YOUR ASSIGNMENT — Take from the material every line that contains the word "below".

*** Opening TASK INPUT ***

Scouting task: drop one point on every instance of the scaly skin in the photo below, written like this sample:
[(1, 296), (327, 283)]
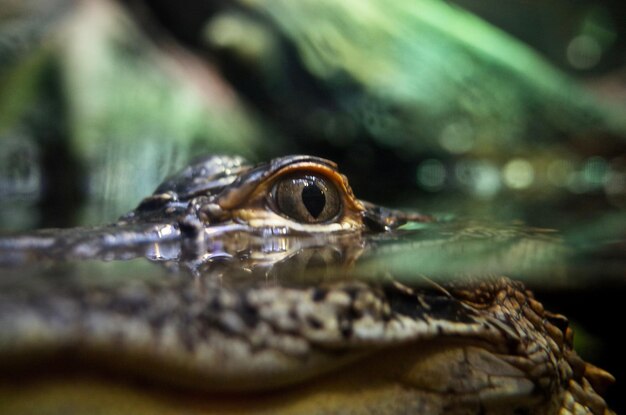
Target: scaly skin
[(236, 330)]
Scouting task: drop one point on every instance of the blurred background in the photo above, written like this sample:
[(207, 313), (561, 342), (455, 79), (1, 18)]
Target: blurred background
[(493, 109)]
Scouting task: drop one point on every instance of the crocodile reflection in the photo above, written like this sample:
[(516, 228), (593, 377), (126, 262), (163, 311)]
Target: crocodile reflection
[(250, 322)]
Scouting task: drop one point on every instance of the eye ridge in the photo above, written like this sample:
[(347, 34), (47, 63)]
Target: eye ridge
[(307, 198)]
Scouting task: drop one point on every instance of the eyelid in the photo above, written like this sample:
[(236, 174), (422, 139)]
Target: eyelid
[(293, 205)]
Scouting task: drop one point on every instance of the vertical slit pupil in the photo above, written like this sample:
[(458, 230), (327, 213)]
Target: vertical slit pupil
[(313, 198)]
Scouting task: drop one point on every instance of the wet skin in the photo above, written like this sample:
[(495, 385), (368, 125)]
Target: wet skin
[(238, 288)]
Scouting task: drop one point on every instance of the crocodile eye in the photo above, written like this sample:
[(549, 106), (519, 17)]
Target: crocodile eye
[(307, 198)]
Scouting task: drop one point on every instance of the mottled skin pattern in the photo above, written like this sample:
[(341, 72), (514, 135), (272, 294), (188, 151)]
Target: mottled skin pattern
[(227, 326)]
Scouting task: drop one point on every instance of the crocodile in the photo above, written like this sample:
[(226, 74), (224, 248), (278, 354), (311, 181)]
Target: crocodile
[(236, 288)]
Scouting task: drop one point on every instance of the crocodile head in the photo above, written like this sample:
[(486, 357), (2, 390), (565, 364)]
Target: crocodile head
[(229, 324)]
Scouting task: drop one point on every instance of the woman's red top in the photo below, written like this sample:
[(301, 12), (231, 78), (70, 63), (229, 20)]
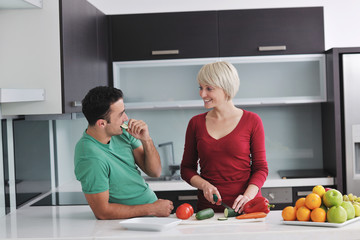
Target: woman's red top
[(230, 163)]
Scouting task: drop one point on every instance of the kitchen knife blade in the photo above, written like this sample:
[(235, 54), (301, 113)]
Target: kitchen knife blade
[(223, 204)]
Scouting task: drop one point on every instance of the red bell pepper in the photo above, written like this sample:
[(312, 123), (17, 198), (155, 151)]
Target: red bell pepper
[(258, 204)]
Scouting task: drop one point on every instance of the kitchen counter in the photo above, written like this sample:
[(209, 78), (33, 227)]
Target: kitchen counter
[(273, 180), (78, 222)]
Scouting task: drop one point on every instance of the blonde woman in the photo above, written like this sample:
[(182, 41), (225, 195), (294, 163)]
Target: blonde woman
[(227, 143)]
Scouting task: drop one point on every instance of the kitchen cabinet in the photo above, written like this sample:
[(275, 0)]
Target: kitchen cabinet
[(164, 36), (284, 80), (335, 120), (66, 55), (224, 33), (84, 35), (271, 31)]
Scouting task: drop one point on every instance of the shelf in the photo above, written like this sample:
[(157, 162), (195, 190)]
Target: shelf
[(264, 80), (10, 95)]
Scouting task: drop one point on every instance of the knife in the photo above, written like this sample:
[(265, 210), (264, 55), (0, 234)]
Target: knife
[(222, 203)]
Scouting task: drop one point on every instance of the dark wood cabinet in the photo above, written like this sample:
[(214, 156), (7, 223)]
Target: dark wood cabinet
[(333, 122), (271, 31), (84, 48), (164, 36), (217, 33)]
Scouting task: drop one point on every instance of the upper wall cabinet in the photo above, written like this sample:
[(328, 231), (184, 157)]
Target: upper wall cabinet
[(84, 34), (271, 31), (164, 36), (217, 33)]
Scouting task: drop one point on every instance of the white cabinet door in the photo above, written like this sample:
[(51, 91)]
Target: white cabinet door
[(264, 80)]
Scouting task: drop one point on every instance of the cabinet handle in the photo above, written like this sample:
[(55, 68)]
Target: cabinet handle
[(187, 198), (272, 48), (165, 52), (76, 104)]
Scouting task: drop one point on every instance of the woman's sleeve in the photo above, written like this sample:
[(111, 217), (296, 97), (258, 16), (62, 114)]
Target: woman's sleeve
[(259, 167), (189, 163)]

*** Closing TASK INPUT ***

ANSWER FOR THIS EXERCISE —
Scouting task: drop one point on every instance of the scaly skin in the photo below, written like this sample:
Scouting task: drop one point on every instance of the woman's red top in the photo below, written like this sample:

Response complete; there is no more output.